Texto:
──────────
6.2. Responsabilidade do devedor perante a mora.
O solvens responderá pelos danos causados pelo advento da mora solvendi, com juros, atualização dos valores monetários segundo índices oficiais regularmente estabelecidos, e honorários de advogado do credor quando este contratar (CC, art. 395, caput)[xiv].
Adverte o Código de Defesa do Consumidor em seu art. 52, §1º que as multas de mora decorrentes do inadimplemento de obrigação no seu termo não poderão ser superiores a dois por cento do valor da prestação.
Ademais, responderá, também, pelo dano emergente e lucro cessante, isto é, aquilo que o credor deixou de ganhar em razão da mora, compreendendo os frutos e rendimentos que poderia ter tirado da coisa devida[xv].
Pode o credor se achar que a prestação se tornou inútil em decorrência da mora, exigir a satisfação das perdas e danos, rejeitando a prestação.(CC, art. 395, parágrafo único.).

6.3. Mora do solvens
São dois os elementos caracterizadores dessa mora, a primeira é o inadimplemento no tempo, lugar e forma previstos, e a segunda que é a inexecução culposa por parte do devedor, não há de ser responsável se o descumprimento se deu em virtude de caso fortuito ou força maior, ressalvada a hipótese do art. 399. Assim, só será imputável a ele se a inexecução, total ou parcial, se der por culpa do devedor (CC, art. 396). No contrato bancário, a cobrança pelo credor de encargos remuneratórios ilegais descaracteriza a mora do devedor. Já a cobrança de indevidos encargos moratórios não tem esse condão.[xvi]


Subdivide-se em:

6.3.1. Mora ex re, se decorrer de lei, aplicando-se de pleno direito desde a data do inadimplemento, independentemente de ato ou iniciativa do credor[xvii]. Assim, estando a obrigação com prazo certo e vencido, o credor terá direito de cobrar do devedor a prestação, que se não cumprida constituirá, imediatamente, o devedor em mora.(CC, art. 397, caput).
Nesse condão, resolveu o colendo Superior Tribunal de Justiça à Súmula 76, “A falta de registro do compromisso de compra e venda de imóvel não dispensa a prévia interpelação para constituir em mora o devedor”[xviii], ou seja, o registro do compromisso de compra e venda não impede que o credor constitua o devedor em mora.
──────────
Registros:
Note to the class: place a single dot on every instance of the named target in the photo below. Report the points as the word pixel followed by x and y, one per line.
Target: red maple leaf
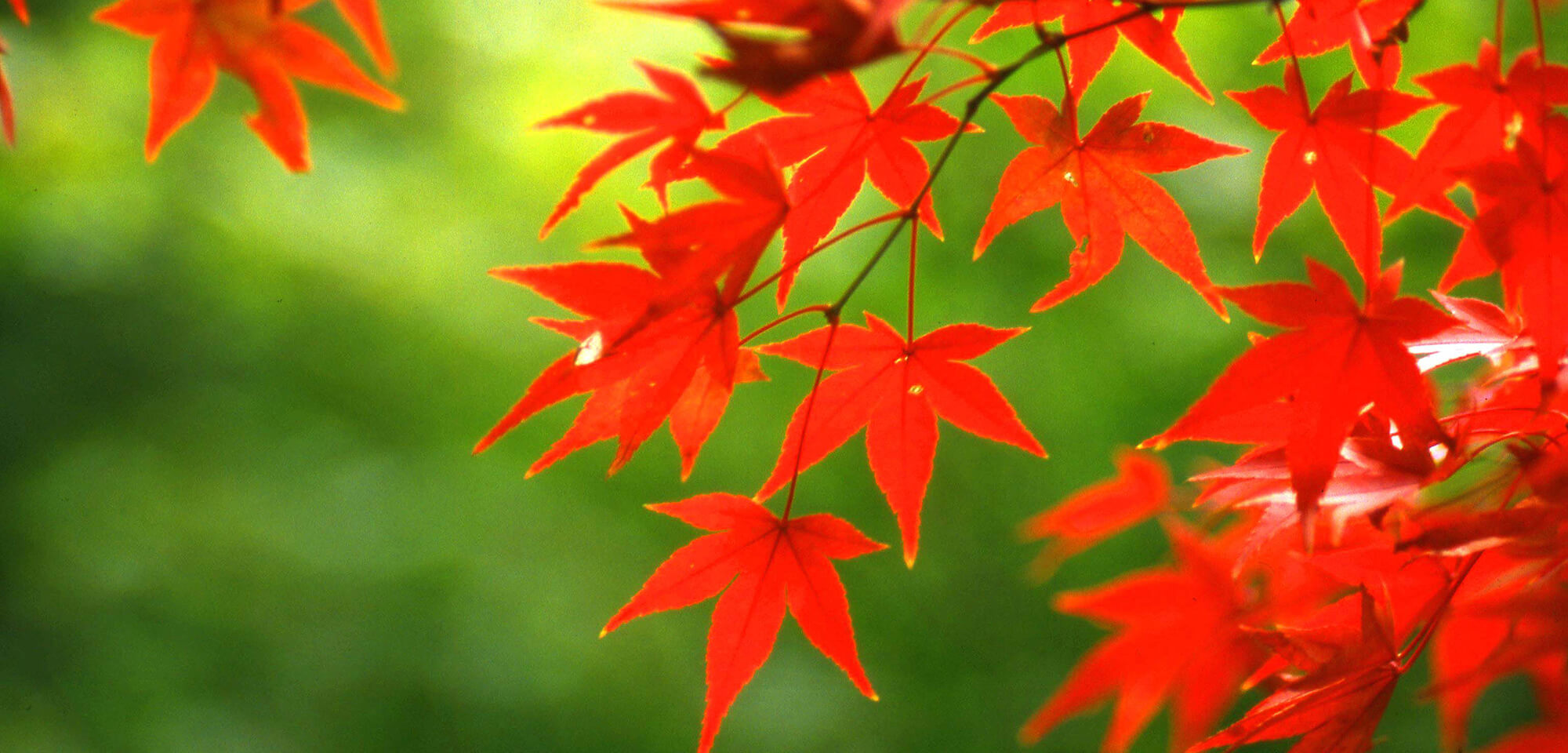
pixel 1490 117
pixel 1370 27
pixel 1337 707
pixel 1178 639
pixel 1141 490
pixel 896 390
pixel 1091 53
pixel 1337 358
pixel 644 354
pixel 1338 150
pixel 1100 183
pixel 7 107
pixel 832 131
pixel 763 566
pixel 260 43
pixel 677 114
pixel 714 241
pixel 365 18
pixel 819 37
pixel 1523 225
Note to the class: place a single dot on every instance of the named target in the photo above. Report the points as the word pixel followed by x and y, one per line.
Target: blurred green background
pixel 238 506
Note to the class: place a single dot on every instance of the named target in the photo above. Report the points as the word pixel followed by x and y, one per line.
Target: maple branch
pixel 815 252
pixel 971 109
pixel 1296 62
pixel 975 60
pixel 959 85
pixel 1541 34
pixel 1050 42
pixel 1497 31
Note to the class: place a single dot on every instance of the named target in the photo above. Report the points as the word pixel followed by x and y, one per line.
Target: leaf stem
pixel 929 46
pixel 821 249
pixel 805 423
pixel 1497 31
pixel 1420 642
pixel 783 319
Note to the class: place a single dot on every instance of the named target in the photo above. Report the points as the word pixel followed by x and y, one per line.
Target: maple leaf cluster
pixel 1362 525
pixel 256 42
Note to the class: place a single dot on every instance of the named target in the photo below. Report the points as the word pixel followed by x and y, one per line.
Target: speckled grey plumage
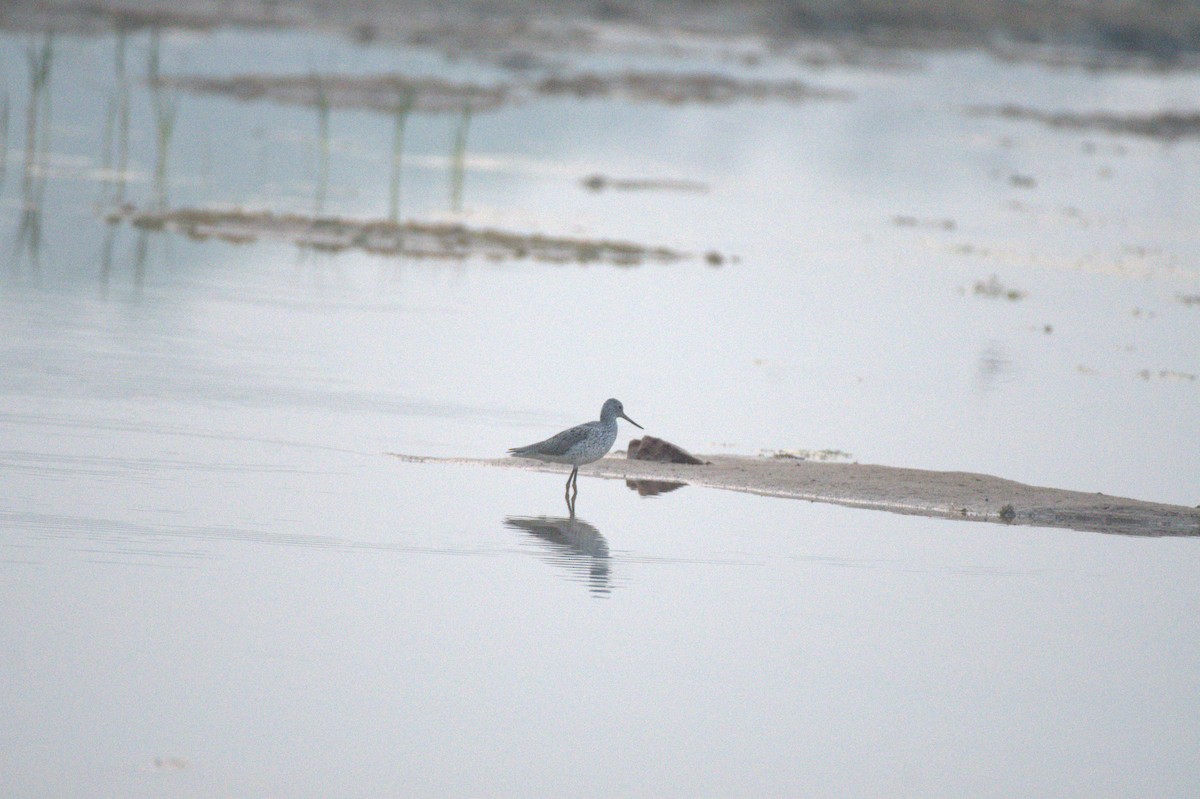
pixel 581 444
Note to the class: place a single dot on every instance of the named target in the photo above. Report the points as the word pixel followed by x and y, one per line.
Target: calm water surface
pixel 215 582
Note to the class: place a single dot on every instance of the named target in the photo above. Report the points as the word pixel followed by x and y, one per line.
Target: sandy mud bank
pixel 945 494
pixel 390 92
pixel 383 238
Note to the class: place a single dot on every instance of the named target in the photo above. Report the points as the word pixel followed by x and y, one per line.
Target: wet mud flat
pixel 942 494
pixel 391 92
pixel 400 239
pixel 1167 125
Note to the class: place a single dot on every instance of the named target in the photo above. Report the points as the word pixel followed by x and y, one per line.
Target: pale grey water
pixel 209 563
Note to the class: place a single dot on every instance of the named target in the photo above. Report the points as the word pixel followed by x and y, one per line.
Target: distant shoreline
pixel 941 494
──────────
Tarefas a fazer:
[a] Passe para o inglês esta frase do texto sobre a mora: "No contrato bancário, a cobrança pelo credor de encargos remuneratórios ilegais descaracteriza a mora do devedor."
[b] Segundo o texto sobre a mora, por que na mora ex re o devedor fica em mora logo que a obrigação com prazo certo vence sem ser cumprida? Responda em uma a três frases.
[c] Imprima o trecho do texto sobre a mora entre "Ademais, responderá, também, pelo" e "395, parágrafo único.).", inclusive.

Resultados:
[a] In a banking contract, the creditor's collection of illegal remunerative charges rules out the debtor's default.

[b] Porque essa mora decorre da lei e se aplica de pleno direito desde a data do inadimplemento, sem depender de ato ou iniciativa do credor. Assim, vencido o prazo certo e não cumprida a prestação, o devedor fica em mora imediatamente.

[c]
Ademais, responderá, também, pelo dano emergente e lucro cessante, isto é, aquilo que o credor deixou de ganhar em razão da mora, compreendendo os frutos e rendimentos que poderia ter tirado da coisa devida[xv].
Pode o credor se achar que a prestação se tornou inútil em decorrência da mora, exigir a satisfação das perdas e danos, rejeitando a prestação.(CC, art. 395, parágrafo único.).